### Collected data
---
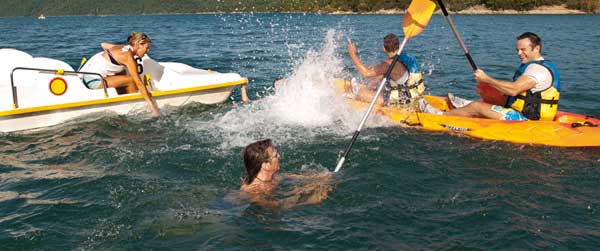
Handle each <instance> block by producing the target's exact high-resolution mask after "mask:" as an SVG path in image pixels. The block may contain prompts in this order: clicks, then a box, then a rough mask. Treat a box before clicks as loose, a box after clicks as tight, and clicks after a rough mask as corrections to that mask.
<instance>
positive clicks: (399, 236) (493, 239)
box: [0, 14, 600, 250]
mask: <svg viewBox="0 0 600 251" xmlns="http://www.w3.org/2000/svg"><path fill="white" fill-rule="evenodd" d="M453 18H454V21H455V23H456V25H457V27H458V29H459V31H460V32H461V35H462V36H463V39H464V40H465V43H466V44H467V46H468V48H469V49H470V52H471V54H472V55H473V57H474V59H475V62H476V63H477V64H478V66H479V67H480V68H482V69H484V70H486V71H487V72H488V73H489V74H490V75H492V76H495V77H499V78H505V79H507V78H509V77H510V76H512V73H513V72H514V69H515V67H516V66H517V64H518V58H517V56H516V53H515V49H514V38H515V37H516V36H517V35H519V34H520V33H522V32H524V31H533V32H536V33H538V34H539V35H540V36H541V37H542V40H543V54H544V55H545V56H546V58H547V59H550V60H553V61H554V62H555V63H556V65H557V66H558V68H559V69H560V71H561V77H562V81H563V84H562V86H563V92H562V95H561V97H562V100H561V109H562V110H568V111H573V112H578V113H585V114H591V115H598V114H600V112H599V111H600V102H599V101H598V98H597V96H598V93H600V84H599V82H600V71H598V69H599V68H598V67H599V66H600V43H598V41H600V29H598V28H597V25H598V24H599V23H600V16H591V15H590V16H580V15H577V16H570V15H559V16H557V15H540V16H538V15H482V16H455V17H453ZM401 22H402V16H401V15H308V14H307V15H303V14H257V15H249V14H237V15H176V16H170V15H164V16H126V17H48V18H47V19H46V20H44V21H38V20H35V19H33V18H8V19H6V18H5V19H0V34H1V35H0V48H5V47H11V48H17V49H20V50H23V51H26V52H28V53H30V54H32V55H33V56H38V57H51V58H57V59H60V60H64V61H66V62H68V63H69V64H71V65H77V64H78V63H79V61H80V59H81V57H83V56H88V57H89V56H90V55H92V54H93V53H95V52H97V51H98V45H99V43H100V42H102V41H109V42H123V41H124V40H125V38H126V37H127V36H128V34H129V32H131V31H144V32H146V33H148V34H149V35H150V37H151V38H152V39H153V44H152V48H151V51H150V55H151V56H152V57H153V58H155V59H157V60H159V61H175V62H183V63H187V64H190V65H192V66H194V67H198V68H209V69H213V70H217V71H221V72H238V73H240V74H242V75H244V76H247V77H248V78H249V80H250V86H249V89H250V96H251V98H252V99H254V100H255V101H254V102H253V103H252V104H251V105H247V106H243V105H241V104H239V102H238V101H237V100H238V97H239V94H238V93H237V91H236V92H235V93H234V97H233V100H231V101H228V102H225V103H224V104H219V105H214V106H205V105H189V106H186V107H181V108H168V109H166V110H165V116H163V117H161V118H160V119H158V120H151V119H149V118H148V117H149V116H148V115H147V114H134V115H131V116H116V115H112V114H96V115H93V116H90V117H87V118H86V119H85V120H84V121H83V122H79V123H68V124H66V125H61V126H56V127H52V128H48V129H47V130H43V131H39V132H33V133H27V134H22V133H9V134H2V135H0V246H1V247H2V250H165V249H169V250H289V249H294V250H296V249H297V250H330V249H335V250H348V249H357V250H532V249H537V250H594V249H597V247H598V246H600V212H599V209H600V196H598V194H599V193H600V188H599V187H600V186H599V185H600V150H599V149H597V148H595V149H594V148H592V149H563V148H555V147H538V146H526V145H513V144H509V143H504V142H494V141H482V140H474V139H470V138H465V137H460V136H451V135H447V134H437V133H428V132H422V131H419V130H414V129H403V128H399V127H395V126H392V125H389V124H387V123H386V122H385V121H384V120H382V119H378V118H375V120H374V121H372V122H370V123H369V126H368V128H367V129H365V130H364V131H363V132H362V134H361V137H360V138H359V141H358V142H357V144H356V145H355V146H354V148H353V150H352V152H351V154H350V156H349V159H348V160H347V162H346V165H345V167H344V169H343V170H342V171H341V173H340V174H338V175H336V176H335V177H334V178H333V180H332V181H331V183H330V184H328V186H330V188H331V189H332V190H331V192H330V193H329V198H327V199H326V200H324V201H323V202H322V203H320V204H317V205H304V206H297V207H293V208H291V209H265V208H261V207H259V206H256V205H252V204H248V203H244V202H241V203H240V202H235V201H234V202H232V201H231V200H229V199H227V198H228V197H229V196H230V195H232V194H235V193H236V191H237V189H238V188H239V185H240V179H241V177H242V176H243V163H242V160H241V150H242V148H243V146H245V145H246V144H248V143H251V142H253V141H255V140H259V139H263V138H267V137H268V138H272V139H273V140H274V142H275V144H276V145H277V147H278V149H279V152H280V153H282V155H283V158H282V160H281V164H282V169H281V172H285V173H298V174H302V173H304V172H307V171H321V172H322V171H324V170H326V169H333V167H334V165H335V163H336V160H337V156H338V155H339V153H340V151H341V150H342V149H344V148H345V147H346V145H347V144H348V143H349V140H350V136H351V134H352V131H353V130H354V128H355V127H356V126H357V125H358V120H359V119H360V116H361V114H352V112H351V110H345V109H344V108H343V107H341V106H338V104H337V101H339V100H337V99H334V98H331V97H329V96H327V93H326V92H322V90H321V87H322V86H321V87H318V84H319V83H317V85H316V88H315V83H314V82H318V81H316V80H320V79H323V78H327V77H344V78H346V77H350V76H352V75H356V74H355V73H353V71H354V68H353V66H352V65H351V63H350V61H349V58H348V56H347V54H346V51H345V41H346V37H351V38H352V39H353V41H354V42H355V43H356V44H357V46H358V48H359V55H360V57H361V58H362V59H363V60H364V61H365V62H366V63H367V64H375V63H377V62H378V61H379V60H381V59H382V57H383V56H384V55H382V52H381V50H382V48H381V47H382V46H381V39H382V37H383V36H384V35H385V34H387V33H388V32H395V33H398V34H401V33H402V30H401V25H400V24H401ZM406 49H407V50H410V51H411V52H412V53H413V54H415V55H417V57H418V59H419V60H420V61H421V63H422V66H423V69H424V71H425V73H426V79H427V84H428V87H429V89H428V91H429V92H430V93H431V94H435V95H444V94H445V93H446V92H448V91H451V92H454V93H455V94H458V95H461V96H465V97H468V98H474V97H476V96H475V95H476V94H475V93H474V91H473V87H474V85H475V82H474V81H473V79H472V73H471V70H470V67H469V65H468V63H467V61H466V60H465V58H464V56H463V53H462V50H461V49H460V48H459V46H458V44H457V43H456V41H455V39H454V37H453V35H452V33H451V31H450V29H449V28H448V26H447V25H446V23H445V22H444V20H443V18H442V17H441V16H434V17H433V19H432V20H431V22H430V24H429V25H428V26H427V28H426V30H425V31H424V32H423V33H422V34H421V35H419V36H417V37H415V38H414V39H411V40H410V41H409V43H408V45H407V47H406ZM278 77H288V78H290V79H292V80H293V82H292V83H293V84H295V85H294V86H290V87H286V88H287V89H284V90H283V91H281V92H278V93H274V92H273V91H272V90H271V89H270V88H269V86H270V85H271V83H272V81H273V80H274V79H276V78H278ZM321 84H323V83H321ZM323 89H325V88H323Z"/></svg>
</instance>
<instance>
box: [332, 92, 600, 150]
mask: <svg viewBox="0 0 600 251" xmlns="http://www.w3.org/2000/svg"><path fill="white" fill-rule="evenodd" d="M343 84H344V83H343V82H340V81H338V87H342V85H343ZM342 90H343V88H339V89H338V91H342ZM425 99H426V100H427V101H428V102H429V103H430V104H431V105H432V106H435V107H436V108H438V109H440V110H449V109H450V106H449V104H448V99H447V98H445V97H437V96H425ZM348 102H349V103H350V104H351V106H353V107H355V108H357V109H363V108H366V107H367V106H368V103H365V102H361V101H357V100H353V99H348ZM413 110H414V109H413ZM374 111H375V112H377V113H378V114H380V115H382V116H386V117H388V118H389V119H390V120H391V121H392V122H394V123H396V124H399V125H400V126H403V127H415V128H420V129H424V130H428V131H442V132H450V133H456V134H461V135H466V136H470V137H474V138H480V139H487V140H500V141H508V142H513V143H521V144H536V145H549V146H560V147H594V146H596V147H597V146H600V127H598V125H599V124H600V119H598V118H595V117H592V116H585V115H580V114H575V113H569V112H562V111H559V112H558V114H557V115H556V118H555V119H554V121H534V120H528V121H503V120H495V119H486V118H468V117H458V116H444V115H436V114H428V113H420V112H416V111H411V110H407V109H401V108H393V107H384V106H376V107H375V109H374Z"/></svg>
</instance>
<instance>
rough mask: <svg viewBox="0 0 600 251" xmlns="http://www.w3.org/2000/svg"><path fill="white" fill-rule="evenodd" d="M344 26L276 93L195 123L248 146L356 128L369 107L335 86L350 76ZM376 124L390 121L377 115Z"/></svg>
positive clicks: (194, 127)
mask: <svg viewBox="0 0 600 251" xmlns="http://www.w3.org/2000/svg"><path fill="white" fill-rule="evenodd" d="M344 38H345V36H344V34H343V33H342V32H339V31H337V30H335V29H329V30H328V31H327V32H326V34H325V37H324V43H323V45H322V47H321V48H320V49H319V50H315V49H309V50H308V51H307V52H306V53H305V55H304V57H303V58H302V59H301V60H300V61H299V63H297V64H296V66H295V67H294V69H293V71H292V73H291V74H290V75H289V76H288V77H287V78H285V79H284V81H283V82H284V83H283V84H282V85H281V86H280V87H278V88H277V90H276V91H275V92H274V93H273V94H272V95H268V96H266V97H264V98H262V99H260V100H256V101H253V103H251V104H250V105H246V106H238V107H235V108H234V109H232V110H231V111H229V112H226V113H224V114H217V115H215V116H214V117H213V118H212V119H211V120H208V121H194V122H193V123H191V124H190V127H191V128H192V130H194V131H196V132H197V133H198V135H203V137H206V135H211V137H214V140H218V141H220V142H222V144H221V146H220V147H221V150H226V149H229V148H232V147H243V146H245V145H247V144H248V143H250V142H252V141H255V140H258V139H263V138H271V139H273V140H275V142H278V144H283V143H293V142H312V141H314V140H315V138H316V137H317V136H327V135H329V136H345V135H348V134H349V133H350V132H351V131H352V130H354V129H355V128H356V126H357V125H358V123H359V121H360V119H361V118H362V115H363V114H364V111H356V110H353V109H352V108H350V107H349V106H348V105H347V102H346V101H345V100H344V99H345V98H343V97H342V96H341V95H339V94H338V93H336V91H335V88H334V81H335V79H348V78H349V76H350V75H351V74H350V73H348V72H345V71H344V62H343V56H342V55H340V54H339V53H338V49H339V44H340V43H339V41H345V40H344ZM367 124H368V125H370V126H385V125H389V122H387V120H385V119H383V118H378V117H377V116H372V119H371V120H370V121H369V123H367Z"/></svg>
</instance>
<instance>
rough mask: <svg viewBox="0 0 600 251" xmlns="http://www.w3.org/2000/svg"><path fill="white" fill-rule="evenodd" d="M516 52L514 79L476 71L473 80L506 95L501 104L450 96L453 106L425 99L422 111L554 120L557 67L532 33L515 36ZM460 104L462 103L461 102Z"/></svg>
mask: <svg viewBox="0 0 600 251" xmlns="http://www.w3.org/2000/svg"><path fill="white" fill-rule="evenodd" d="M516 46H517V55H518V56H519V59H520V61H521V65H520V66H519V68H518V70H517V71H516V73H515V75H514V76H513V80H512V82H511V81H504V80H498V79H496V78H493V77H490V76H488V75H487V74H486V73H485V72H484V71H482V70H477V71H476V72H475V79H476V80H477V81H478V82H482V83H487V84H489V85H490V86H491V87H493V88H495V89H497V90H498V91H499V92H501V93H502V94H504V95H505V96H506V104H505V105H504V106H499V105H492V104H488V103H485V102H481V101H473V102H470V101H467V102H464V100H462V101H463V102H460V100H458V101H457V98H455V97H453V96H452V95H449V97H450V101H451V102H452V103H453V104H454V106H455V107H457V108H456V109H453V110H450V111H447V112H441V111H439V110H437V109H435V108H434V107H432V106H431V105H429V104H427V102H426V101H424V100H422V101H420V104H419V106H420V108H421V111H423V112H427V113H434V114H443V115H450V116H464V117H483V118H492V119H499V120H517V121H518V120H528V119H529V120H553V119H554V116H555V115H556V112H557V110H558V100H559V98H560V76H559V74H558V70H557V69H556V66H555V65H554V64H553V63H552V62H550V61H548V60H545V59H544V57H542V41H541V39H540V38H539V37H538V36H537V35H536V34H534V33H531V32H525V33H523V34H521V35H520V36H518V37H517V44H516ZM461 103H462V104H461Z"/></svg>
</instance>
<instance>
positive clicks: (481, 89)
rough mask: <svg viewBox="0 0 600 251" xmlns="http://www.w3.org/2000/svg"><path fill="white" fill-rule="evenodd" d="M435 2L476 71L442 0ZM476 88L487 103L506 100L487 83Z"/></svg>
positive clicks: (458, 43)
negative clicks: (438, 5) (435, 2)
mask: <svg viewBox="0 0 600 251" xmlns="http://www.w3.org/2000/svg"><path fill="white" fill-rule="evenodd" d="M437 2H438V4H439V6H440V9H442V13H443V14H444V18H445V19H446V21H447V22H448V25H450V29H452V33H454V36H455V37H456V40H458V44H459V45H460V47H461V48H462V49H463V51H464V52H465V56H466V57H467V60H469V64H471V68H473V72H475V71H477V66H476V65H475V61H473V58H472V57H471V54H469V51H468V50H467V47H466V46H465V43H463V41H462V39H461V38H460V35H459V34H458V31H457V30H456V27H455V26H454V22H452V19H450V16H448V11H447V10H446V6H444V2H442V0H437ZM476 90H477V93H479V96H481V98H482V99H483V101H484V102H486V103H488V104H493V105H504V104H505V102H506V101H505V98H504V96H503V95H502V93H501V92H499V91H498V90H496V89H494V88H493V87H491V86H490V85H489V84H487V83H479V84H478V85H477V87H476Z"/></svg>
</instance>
---
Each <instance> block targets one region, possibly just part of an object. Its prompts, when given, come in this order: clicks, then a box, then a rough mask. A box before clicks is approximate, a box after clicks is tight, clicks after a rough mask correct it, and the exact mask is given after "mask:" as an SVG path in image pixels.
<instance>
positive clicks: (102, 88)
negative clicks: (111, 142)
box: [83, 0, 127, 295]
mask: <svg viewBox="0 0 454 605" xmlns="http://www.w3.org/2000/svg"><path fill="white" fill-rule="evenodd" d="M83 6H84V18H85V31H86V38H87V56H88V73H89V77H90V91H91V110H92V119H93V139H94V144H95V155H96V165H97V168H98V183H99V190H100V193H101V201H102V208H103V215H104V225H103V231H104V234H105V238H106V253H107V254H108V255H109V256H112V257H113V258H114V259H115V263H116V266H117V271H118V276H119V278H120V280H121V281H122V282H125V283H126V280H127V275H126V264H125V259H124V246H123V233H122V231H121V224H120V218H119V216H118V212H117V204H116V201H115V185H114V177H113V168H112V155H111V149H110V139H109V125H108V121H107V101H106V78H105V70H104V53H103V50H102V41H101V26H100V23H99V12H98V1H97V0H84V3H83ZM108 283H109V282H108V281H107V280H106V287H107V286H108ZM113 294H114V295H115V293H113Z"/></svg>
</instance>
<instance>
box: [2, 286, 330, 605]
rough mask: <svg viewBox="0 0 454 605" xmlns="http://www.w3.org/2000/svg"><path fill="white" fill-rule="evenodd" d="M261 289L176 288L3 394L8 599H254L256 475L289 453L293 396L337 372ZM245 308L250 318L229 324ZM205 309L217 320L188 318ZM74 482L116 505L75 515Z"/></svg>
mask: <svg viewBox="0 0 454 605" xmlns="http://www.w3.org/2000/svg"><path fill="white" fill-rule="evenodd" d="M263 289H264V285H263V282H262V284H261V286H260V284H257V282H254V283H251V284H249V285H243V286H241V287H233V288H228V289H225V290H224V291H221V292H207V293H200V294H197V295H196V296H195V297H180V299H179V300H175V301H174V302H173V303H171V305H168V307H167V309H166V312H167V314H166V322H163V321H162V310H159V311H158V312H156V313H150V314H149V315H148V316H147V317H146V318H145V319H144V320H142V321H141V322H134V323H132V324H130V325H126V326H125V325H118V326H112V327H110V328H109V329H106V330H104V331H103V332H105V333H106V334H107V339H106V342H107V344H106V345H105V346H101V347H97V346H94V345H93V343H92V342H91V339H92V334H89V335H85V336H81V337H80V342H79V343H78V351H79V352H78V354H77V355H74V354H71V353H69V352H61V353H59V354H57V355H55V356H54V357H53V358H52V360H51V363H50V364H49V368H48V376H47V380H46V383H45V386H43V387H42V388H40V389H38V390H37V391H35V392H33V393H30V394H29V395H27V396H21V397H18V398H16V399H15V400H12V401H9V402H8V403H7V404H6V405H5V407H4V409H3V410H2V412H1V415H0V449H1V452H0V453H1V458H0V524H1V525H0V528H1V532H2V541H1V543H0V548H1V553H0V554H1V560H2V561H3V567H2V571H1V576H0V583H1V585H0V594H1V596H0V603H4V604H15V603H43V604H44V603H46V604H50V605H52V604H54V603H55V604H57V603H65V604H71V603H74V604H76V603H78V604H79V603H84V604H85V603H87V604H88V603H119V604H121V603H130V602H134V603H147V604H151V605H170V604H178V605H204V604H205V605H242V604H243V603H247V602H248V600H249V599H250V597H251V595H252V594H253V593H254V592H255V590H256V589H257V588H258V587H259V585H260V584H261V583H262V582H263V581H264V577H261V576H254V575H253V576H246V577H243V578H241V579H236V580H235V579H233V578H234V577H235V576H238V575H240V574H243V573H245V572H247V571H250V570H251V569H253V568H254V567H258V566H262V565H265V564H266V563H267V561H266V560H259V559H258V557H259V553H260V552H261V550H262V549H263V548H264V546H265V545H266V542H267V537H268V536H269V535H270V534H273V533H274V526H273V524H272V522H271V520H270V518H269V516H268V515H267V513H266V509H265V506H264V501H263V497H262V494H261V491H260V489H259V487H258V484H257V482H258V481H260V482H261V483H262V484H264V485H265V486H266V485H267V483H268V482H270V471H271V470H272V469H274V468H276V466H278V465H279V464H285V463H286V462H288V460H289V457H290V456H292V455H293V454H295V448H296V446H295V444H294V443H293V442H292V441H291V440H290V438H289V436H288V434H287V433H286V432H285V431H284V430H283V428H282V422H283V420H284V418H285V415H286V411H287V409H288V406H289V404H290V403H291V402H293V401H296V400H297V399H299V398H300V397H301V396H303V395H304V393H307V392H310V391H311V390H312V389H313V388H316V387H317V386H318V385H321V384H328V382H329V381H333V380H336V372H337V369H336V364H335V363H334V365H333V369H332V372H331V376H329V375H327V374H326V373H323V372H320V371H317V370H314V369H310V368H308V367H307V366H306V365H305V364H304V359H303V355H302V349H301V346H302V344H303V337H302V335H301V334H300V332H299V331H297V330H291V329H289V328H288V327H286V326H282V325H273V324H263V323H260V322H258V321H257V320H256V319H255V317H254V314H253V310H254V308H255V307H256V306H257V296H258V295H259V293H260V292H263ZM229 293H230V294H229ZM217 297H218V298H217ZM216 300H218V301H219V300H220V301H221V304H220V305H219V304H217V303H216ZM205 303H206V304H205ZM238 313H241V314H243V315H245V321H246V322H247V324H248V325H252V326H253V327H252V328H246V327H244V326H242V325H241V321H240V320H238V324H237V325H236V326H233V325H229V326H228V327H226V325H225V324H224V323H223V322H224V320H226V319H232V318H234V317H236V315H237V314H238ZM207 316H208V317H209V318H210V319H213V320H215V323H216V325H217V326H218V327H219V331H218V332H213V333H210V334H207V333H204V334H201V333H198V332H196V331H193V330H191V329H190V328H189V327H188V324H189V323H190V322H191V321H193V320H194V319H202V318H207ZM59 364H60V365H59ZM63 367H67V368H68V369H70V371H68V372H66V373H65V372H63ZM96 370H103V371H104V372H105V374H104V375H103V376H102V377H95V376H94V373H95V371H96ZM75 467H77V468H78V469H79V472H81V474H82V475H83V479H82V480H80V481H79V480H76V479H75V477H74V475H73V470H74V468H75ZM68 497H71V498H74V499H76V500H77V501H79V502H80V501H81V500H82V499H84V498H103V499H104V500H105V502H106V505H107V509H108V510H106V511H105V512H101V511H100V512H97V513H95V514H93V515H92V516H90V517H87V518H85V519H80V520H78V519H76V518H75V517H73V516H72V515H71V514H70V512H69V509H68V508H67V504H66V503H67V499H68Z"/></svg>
---
### To-do item
Write out everything from the line containing "Handle each <instance>" down to the line containing "box: [0, 14, 600, 250]", both included, as a numbered list, leaving out any blank lines.

### Reply
1. Handle each <instance> block by producing the target's exact high-resolution mask after "mask:" as an SVG path in image pixels. The block may contain prompts in this order: clicks, then a box, then a rough mask. Treat a box before clicks as loose, a box after clicks as tight, and clicks after a rough mask as corrections to that mask.
2. <instance>
3. positive clicks: (399, 236) (493, 239)
4. box: [0, 14, 600, 250]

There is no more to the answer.